Write the next part of the text on the subsartorial saphenous nerve block, picking up after its last sentence.

● Text under study:
########
At our institution, the subsartorial approach for saphenous nerve blockade is performed with the patient supine, the lower extremity externally rotated at the hip, and the knee slightly flexed. The mid-thigh area is prepped with 2% chlorhexidine in 70% isopropyl alcohol, and a sterile ultrasound sleeve is mounted over the 8-12 MHz linear probe (SonoSite® Micromaxx®, Bothwell, WA, USA). The ultrasound probe is placed on the medial aspect of the leg at the midpoint between the knee and the inguinal crease, perpendicular to the skin with the ultrasound beam directed to obtain a cross-sectional view of the femoral artery in short-axis. The sartorius muscle provides a useful landmark and is identified as an elliptical structure. Deep to the sartorius muscle, the saphenous nerve is visualized as a highly hyperechoic structure medial to the femoral artery (Figure 1). After local skin infiltration with 2% lidocaine 1 to 3 mL, a 22-gauge 2-inch short-bevelled echogenic stimulating needle (EchoStim®, Havel’s Inc., Cincinnati, OH, USA) is advanced under direct ultrasound visualization with an in-plane approach (Figure 2). Initially, the needle is inserted lateral to the femoral artery and is advanced so that the needle tip approaches the medial aspect of the artery where the saphenous nerve is located, slightly superficial to the artery. An optional nerve stimulator (Stimuplex®, B. Braun Medical Inc., Bethlehem, PA, USA) at a 0.9 mA and 2 Hz setting may confirm vastus medialis and/or patella tendon capture. After negative aspiration, 10 to 20 mL of local anesthetic is injected incrementally.
https://static-content.springer.com/image/art%3A10.1007%2Fs12630-010-9317-1/MediaObjects/12630_2010_9317_Fig1_HTML.jpg
Fig. 1

Ultrasound image obtained during subsartorial saphenous nerve block at the mid-thigh level. FA = femoral artery; SN = saphenous nerve circumscribed by local anesthetic (LA)

https://static-content.springer.com/image/art%3A10.1007%2Fs12630-010-9317-1/MediaObjects/12630_2010_9317_Fig2_HTML.jpg
Fig. 2

Ultrasound probe and needle orientation (in-plane approach) for the subsartorial saphenous nerve block of the left thigh

Upon reviewing the medical records, it was found that one of the patients who reported severe pain in the postanesthesia care unit (PACU) specifically complained of pain only over the lateral leg along the distribution of the sciatic nerve, but denied pain over the medial leg that receives sensory innervation from the saphenous nerve. A second patient who received preoperative regional anesthesia needed intraoperative conversion from monitored anesthesia care (MAC) to general anesthesia (GA) after the surgeons decided to harvest a bone graft from his iliac crest. A third patient who also had preoperative nerve blocks was converted intraoperatively from MAC to GA when the surgery was changed from a below knee amputation to an above knee amputation. These three cases were subsequently eliminated, yielding a total of 39 patients.
########
● Data under study:

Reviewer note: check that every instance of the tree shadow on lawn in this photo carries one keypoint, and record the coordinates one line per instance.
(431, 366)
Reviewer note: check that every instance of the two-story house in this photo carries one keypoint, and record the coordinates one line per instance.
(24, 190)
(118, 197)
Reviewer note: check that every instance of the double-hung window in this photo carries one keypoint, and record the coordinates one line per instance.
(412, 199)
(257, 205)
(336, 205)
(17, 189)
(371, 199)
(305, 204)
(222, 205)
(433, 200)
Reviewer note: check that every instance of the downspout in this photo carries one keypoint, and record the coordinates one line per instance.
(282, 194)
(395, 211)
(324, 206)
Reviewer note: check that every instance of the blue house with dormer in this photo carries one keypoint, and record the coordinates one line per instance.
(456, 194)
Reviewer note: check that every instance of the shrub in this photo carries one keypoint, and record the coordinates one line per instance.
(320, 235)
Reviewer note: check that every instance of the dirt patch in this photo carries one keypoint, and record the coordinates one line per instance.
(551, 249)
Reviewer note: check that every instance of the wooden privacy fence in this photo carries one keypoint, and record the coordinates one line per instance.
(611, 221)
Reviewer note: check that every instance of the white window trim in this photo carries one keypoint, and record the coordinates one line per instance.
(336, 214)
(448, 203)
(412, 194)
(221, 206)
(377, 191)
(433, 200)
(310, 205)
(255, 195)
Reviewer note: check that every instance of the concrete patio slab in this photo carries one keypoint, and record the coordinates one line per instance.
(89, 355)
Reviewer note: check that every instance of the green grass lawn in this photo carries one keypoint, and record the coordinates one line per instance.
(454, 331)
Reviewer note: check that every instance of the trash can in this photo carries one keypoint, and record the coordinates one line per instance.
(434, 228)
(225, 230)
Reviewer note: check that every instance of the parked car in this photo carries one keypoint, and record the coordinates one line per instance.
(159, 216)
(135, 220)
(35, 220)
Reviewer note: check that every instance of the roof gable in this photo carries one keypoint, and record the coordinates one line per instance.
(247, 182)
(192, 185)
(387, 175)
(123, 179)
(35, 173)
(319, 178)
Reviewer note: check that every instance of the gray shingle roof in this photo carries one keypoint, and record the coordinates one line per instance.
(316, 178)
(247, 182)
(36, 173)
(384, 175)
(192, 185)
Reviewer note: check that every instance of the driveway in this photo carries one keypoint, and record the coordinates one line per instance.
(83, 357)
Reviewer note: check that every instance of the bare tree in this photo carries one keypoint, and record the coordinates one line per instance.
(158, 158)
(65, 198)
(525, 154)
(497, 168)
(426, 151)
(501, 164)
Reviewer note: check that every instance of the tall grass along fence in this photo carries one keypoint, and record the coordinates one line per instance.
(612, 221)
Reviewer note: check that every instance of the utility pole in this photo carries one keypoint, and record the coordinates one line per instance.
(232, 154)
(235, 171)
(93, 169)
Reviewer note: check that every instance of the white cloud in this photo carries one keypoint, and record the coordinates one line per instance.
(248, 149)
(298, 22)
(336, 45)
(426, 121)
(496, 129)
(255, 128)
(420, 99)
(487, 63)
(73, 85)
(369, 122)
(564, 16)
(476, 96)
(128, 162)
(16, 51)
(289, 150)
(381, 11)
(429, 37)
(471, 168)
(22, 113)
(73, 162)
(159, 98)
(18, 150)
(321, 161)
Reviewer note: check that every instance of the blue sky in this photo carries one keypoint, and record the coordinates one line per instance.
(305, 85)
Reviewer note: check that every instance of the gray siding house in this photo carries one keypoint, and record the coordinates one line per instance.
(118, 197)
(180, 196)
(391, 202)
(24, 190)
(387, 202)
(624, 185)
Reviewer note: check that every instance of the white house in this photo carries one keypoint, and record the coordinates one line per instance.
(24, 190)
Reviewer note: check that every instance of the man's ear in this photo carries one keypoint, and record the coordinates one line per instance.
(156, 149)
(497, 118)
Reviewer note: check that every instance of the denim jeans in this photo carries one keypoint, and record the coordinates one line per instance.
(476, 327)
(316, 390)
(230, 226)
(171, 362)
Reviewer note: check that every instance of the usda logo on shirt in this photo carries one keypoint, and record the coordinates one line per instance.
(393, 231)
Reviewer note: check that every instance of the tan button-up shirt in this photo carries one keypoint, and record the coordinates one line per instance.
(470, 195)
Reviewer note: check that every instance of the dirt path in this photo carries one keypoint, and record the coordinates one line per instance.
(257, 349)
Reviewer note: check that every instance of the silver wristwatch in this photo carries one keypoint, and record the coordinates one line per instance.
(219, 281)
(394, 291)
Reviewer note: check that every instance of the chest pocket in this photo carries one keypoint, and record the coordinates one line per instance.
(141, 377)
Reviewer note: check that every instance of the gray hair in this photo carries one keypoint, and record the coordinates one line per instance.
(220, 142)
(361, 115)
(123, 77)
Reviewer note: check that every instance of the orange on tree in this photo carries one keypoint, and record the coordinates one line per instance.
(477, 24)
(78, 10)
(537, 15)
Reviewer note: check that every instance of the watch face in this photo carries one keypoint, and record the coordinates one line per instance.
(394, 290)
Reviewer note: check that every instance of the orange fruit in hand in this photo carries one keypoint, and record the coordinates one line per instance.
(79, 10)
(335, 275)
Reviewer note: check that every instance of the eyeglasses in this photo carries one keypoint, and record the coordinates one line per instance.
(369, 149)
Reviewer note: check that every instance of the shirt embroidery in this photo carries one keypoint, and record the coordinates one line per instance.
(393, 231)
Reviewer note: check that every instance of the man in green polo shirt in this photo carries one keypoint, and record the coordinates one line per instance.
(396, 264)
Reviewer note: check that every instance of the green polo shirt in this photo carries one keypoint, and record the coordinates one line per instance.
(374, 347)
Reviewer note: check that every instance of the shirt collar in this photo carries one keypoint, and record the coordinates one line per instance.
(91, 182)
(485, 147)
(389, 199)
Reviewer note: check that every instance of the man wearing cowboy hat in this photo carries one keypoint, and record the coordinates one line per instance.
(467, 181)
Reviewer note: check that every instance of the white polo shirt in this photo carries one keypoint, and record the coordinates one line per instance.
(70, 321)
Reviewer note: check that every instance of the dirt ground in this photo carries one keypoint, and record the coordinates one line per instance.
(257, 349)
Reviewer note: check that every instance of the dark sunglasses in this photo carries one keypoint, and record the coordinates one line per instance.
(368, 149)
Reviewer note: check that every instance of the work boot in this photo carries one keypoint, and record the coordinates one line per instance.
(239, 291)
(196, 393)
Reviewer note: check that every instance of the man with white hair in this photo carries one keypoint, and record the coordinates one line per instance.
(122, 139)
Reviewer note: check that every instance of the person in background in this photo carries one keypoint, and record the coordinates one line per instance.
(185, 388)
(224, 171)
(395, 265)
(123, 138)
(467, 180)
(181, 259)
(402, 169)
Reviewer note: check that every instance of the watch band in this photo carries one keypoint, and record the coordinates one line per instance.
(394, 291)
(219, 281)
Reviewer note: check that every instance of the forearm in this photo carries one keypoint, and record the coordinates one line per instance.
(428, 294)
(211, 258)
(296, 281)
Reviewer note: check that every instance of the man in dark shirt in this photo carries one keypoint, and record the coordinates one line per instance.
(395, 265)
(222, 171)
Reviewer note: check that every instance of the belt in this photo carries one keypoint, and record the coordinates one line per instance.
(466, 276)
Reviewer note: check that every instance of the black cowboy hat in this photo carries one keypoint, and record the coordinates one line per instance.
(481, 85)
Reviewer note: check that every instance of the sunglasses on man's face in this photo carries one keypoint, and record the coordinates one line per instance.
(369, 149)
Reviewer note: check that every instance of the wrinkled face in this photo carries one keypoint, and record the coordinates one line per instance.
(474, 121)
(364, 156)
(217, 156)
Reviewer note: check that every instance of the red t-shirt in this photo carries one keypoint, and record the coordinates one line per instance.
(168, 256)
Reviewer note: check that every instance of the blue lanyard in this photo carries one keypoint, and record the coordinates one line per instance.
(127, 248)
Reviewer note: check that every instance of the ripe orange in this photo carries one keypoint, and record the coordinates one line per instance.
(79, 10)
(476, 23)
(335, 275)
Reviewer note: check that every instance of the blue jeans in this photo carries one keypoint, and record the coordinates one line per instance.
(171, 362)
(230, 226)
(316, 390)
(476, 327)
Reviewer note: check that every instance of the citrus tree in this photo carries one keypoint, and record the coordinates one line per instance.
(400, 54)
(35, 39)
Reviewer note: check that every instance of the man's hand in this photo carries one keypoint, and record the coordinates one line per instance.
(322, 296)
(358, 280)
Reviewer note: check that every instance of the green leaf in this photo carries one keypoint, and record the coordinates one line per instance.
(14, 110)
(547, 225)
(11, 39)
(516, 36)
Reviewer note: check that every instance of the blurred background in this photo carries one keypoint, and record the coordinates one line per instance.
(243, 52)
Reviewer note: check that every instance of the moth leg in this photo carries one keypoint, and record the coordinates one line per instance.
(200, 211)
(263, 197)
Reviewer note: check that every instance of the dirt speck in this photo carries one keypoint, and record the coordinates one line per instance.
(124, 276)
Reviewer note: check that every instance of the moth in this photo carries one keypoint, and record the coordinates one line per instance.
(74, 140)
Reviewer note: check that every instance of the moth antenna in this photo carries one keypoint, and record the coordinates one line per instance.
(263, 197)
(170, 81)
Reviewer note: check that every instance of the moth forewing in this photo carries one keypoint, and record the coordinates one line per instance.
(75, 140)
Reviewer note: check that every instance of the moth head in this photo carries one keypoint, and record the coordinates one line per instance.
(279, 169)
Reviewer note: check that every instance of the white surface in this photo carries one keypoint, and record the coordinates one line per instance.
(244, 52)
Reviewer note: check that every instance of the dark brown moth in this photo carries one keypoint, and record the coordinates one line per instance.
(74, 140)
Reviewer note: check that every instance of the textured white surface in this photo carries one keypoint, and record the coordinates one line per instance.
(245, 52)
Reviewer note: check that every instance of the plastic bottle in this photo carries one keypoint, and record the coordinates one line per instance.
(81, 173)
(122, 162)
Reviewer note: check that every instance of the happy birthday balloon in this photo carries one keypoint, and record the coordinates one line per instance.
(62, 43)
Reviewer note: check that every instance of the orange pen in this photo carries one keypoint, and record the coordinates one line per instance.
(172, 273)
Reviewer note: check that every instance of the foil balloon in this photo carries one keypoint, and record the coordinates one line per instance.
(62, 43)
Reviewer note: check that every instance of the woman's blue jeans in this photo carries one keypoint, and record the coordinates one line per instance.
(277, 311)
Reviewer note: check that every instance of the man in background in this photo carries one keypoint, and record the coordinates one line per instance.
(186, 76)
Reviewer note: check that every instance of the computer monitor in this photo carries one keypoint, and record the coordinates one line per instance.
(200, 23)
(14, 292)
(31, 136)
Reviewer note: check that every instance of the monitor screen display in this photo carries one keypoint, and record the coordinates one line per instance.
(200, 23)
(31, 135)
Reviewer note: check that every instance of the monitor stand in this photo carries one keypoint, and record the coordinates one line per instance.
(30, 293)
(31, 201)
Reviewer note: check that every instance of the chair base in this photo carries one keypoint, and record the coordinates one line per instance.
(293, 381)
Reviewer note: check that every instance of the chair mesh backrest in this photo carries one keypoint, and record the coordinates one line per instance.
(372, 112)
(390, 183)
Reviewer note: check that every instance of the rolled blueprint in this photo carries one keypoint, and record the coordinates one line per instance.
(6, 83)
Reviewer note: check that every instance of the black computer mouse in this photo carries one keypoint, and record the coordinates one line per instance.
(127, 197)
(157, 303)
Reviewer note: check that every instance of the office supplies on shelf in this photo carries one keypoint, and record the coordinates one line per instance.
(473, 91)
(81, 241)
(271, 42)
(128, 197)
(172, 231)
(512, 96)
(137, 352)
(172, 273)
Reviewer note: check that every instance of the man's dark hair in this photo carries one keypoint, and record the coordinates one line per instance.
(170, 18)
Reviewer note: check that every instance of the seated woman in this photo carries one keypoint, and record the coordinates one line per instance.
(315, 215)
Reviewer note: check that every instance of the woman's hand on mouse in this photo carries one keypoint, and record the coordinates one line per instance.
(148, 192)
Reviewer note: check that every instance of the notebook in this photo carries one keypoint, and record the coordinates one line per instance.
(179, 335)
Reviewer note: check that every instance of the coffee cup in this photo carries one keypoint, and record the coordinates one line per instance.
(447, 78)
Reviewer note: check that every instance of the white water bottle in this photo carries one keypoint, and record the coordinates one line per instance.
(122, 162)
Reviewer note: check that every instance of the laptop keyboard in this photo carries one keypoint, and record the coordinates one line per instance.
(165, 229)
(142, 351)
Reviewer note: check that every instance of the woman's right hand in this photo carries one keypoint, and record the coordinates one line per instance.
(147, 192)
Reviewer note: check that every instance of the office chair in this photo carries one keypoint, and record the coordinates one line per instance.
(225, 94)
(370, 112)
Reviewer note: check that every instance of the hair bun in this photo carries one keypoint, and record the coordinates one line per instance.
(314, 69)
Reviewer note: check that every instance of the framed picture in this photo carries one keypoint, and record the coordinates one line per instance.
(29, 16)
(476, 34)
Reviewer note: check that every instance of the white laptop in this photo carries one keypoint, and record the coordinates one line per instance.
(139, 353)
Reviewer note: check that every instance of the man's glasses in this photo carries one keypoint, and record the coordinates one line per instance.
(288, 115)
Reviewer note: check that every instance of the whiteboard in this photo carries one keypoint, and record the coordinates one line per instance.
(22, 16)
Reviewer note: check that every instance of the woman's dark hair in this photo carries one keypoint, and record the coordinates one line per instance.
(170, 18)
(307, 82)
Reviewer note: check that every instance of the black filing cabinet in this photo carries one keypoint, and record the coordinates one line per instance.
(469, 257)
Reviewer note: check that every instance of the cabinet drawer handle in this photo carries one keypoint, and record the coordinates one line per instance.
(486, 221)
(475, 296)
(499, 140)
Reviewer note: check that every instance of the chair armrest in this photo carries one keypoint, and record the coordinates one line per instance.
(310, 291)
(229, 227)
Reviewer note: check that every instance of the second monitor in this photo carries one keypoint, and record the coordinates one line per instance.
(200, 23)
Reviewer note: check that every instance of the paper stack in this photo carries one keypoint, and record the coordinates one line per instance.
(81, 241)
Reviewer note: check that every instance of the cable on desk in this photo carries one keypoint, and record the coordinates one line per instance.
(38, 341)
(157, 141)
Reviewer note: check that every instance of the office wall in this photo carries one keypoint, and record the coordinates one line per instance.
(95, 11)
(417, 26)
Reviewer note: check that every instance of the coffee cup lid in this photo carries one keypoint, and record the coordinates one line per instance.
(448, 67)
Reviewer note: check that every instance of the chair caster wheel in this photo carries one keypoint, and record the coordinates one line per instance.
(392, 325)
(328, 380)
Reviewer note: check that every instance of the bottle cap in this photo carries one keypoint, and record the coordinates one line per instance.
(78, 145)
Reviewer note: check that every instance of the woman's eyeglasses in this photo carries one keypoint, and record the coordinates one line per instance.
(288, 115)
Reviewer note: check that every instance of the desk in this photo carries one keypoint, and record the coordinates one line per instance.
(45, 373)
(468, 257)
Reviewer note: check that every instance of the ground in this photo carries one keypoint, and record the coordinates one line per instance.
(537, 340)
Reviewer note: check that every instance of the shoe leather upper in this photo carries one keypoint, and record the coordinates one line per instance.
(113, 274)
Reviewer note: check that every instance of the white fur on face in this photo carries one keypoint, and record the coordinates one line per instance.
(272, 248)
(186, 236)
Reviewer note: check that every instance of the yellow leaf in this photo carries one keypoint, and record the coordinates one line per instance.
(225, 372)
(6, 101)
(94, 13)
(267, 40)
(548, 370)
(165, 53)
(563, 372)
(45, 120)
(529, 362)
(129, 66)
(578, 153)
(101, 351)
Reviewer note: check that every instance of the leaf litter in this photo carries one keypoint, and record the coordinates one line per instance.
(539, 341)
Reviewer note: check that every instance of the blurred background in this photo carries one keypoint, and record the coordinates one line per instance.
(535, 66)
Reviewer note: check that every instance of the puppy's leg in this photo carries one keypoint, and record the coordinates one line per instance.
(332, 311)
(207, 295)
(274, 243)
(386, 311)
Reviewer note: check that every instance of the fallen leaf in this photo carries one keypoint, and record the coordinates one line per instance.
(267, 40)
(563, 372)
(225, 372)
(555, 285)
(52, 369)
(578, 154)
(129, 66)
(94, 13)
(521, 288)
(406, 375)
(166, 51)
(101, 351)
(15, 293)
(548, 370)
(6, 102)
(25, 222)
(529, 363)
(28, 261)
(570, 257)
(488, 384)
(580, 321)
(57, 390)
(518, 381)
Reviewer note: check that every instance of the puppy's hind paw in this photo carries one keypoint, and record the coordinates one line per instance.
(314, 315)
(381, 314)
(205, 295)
########
● Final answer:
Patient demographics were recorded, including age, sex, ASA physical status classification, and type of surgery. Pre-block and post-block pain scores were recorded (verbal rating system [VRS]; 0 = no pain to 10 = worst pain imaginable). At our institution, pain scores of 1 and 2 are considered mild, pain scores of 3 to 5 are considered moderate, and pain scores of ≥ 6 are considered severe. Pain scores are routinely ascertained pre-block and 30 min post-block and recorded for all patients. Though sensory and motor testing is typically performed after all blocks, usually the results are not recorded. Details of the regional anesthetic were also recorded, including the type of local anesthetic and the volume of local anesthetic delivered.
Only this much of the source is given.